**AIM**
Can you list as a numbered list the lines of the items below, from the very first line up to and including the line containing "Target: man's neck"? Leave out blank lines and pictures.

**INPUT MATERIAL**
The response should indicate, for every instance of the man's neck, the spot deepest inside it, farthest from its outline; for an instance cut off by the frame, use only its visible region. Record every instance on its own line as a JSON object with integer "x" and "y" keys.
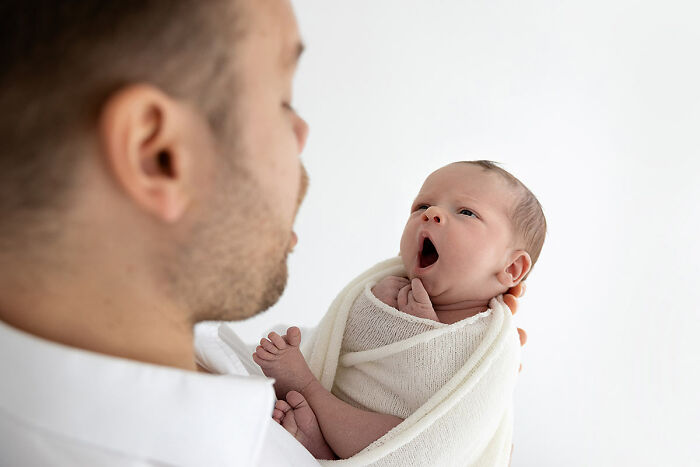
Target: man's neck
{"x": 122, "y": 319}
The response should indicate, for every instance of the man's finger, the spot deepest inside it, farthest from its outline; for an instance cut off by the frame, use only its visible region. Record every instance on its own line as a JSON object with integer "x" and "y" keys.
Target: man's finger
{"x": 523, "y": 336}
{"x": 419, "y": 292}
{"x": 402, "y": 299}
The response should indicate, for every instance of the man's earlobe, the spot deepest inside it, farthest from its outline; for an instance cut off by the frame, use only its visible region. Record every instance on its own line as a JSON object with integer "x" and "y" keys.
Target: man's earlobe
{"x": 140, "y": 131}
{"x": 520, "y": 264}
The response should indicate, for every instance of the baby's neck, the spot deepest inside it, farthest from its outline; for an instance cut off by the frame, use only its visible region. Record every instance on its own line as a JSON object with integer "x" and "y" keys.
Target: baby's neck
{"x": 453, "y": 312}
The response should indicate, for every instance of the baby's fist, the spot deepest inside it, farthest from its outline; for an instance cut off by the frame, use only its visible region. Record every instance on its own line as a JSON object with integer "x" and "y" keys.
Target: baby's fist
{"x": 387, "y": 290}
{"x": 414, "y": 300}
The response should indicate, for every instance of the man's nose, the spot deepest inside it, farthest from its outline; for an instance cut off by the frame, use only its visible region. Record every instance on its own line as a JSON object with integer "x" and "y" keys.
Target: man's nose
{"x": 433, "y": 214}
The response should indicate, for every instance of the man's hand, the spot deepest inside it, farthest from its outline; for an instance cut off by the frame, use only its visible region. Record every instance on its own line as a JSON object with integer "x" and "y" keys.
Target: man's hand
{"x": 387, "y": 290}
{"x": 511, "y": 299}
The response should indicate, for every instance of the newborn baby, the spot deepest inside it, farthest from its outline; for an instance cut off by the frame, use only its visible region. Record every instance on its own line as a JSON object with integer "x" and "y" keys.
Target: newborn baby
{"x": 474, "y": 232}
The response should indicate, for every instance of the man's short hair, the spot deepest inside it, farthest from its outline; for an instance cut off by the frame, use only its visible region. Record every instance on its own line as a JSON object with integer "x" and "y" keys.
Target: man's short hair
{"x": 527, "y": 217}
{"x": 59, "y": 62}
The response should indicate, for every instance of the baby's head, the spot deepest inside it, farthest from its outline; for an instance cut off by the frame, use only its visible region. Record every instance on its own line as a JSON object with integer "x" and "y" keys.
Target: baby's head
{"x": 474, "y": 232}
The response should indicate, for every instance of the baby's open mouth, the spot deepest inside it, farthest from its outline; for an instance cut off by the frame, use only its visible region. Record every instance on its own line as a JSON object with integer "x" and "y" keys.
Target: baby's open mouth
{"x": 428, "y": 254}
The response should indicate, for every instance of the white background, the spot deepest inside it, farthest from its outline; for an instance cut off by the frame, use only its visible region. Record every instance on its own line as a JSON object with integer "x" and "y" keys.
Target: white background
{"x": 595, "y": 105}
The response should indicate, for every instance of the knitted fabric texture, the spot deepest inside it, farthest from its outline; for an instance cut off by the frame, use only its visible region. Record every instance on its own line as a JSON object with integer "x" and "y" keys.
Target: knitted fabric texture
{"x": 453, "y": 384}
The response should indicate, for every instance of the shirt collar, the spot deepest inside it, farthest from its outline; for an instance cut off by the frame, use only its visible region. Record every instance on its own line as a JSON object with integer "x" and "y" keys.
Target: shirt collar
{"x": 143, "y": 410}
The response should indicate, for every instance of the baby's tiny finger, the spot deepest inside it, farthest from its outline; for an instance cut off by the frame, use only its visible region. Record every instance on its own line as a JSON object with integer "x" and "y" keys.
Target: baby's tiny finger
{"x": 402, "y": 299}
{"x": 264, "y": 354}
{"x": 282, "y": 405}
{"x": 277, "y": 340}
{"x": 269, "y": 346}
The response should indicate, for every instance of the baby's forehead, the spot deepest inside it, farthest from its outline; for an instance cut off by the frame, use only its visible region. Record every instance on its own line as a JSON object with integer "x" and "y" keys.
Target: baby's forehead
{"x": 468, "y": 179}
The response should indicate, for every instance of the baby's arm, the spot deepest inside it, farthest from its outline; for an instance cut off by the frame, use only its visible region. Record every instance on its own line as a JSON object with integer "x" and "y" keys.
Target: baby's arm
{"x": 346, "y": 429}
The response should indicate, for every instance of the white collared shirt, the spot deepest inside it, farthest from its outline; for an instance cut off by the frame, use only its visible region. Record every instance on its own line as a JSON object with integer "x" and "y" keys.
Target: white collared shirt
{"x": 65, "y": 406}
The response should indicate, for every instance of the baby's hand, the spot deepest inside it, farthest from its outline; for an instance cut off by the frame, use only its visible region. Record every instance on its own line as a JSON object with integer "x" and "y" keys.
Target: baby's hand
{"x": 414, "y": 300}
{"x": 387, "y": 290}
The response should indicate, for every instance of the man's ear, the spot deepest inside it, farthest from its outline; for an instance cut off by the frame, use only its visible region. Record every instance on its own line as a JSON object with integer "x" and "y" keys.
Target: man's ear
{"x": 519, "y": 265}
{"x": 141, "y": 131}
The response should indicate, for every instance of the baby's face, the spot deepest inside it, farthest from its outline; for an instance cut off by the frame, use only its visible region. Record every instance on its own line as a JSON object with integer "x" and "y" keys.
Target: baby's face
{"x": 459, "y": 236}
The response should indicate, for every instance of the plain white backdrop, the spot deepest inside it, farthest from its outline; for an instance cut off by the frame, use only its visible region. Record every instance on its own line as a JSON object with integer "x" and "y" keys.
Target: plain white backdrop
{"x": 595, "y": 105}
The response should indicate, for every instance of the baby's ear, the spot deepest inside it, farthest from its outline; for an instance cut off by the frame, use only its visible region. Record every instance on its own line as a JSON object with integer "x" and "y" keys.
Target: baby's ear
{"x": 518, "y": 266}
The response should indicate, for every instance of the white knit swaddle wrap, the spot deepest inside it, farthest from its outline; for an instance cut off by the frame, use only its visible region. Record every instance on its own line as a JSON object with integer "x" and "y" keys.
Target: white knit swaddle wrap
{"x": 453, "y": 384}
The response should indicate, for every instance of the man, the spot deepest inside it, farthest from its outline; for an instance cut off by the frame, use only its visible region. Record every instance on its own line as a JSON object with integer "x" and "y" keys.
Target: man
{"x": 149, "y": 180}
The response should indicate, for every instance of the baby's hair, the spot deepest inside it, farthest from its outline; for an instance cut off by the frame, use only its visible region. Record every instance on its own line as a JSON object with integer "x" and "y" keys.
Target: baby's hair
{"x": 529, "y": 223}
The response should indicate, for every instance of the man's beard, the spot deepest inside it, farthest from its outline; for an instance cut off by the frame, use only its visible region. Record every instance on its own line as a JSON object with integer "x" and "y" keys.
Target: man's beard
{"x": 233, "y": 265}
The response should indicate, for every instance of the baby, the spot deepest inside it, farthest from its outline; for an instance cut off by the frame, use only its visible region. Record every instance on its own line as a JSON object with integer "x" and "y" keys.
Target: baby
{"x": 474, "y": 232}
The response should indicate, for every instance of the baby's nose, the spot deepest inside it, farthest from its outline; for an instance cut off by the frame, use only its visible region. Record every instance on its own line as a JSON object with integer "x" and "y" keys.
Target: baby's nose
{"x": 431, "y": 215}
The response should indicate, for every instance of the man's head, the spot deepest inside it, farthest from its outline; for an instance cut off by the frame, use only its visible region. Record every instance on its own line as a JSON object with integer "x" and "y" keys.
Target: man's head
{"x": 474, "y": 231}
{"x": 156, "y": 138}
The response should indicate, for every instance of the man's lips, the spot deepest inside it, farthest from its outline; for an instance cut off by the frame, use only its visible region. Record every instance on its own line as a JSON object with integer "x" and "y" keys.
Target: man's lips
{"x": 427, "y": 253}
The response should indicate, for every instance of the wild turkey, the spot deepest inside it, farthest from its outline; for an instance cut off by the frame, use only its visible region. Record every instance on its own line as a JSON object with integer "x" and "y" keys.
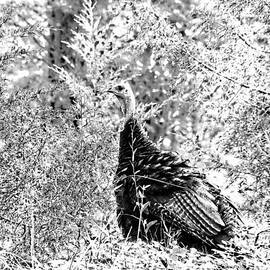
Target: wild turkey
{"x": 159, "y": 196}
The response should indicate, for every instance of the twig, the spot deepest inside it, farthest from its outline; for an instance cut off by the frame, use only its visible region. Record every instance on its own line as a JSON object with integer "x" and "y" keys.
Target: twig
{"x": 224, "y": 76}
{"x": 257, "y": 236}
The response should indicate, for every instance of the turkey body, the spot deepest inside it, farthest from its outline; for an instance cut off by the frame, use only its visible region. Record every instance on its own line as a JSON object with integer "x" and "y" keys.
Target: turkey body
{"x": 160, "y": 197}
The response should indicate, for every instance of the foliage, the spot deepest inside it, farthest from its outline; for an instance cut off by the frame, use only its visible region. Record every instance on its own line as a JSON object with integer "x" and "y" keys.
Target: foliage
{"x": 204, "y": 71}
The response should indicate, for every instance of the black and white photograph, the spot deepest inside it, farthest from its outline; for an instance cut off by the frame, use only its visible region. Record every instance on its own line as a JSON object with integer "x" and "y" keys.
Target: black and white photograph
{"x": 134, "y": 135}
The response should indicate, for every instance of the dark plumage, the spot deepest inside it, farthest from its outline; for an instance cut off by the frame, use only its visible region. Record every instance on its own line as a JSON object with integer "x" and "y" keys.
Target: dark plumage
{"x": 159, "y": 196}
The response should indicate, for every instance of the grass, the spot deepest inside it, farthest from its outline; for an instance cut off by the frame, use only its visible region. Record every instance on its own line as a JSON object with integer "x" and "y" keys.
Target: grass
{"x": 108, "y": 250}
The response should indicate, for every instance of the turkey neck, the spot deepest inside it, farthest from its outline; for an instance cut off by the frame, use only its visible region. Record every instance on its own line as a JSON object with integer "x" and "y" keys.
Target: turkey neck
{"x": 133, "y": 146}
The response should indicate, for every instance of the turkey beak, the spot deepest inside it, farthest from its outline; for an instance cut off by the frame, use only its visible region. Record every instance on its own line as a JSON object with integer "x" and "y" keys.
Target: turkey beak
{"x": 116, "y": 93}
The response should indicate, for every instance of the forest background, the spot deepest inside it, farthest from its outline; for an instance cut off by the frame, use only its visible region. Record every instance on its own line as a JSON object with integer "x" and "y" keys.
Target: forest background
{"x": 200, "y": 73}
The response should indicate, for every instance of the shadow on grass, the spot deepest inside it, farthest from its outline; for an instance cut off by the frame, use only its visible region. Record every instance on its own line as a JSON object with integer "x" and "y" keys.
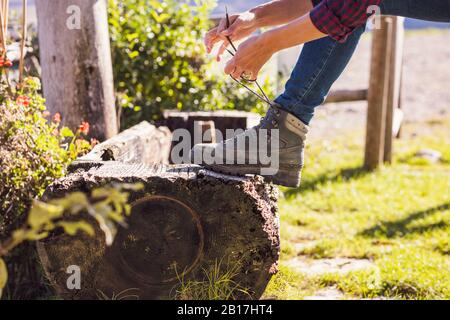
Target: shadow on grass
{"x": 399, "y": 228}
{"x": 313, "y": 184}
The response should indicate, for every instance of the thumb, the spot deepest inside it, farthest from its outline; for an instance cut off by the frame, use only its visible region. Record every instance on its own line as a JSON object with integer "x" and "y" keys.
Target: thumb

**SOLUTION BELOW**
1. The response should indicate, for every instance of the man's neck, the spot deepest inside it, farthest from its outline; for an instance cut off by the frame, use only its visible region. Record every instance on its own line as a JSON object with integer "x" and "y" keys.
2. Target: man's neck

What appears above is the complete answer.